Problem to solve
Reproduce the following material line for line, with no changes.
** start Exercise input **
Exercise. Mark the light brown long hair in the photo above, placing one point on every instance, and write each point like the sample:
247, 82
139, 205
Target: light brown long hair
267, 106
** end Exercise input **
Full output
Exercise. Mark the light brown long hair in the photo above, placing one point on every instance, and write each point like the sample:
247, 82
139, 205
Target: light brown long hair
267, 106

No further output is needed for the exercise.